— start Excerpt —
And she will need to pursue every available avenue, including the State of Florida agency which regulates timeshare sales that I mentioned in an earlier post.

In her effort, I think the misrepresentation of her employment status is a very strong factor in her favor.  

The salesman *misrepresented a material fact *on her credit application after being *repeatedly* told that she was not working, and didn't know IF she would ever return to work.  That's obviously not an "accidental" mistake.  If all the pieces fall into place, that could be _criminal _mortgage fraud under Florida law.  Here in Miami, we've put dozens of crooks in jail for doing exactly that.

That one point of attack -- misrepresentation of her employment -- is a key factor for Wyndham Quality Assurance (because they've submitted a fraudulent credit application to a lender) and also to the Florida DBPR because it's a violation of both Florida criminal statutes and Florida real estate law.

Again, good luck and don't stop believing!


----------



## sequentialb (Sep 28, 2011)

JimMIA said:


> OP -- I sent you a PM with the name and direct phone number of a good person in Wyndham Quality Assurance.
> 
> If your Mom calls Wyndham Sales or Wyndham customer service, I don't think she's going to get anything more than empty promises to look into things.  My personal experience was that Quality Assurance was the place to go for sincere, competent help.
— end Excerpt —
• Goal 1:
Please resize the point listing below, requests included, multiplying every x and y coordinate in the answers by 2.1 and rounding each to a whole number, with halves rounded up. Leave the pictures out.
— start Exercise input —
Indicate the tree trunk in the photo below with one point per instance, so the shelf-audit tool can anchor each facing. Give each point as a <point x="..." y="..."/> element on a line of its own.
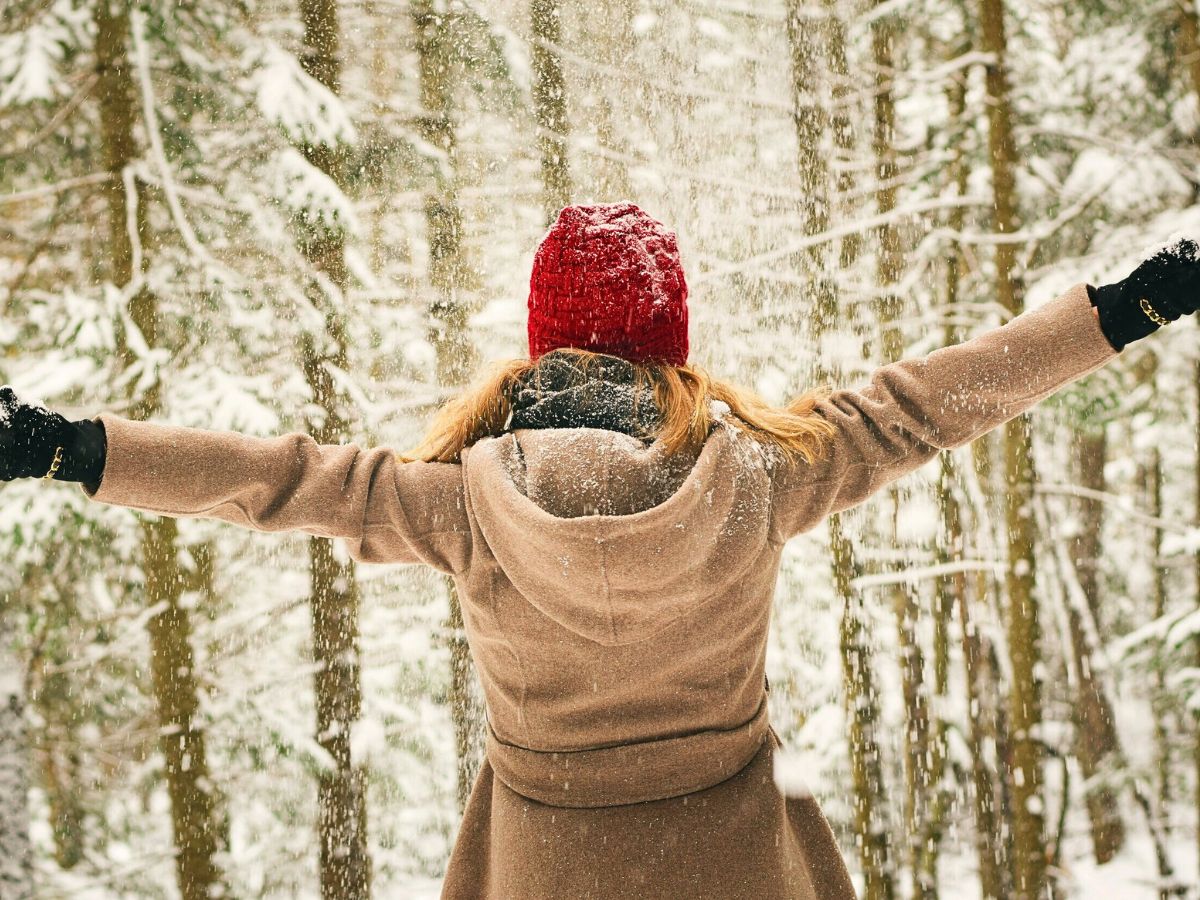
<point x="550" y="106"/>
<point x="16" y="864"/>
<point x="952" y="591"/>
<point x="1096" y="744"/>
<point x="334" y="592"/>
<point x="173" y="676"/>
<point x="861" y="695"/>
<point x="1189" y="48"/>
<point x="450" y="277"/>
<point x="922" y="846"/>
<point x="863" y="713"/>
<point x="1024" y="629"/>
— end Exercise input —
• Goal 2:
Answer these questions on the timeshare thread above, one line each:
(a) Which Florida agency does the writer say is concerned because the conduct violates Florida criminal statutes and real estate law?
(b) In what city does the writer say dozens of crooks have been jailed for this kind of fraud?
(c) In the quoted post, what did JimMIA send the OP by PM?

• Solution 1:
Indicate the tree trunk in the photo below with one point per instance, so the shelf-audit tool can anchor each facing. Give each point as a <point x="..." y="..."/> element on a line of its own.
<point x="1155" y="223"/>
<point x="34" y="1814"/>
<point x="1999" y="1241"/>
<point x="2302" y="1562"/>
<point x="701" y="1243"/>
<point x="363" y="1420"/>
<point x="1808" y="1460"/>
<point x="2497" y="101"/>
<point x="945" y="582"/>
<point x="1936" y="1777"/>
<point x="1812" y="1497"/>
<point x="2150" y="1321"/>

• Solution 2:
(a) The Florida DBPR.
(b) Miami.
(c) The name and direct phone number of a good person in Wyndham Quality Assurance.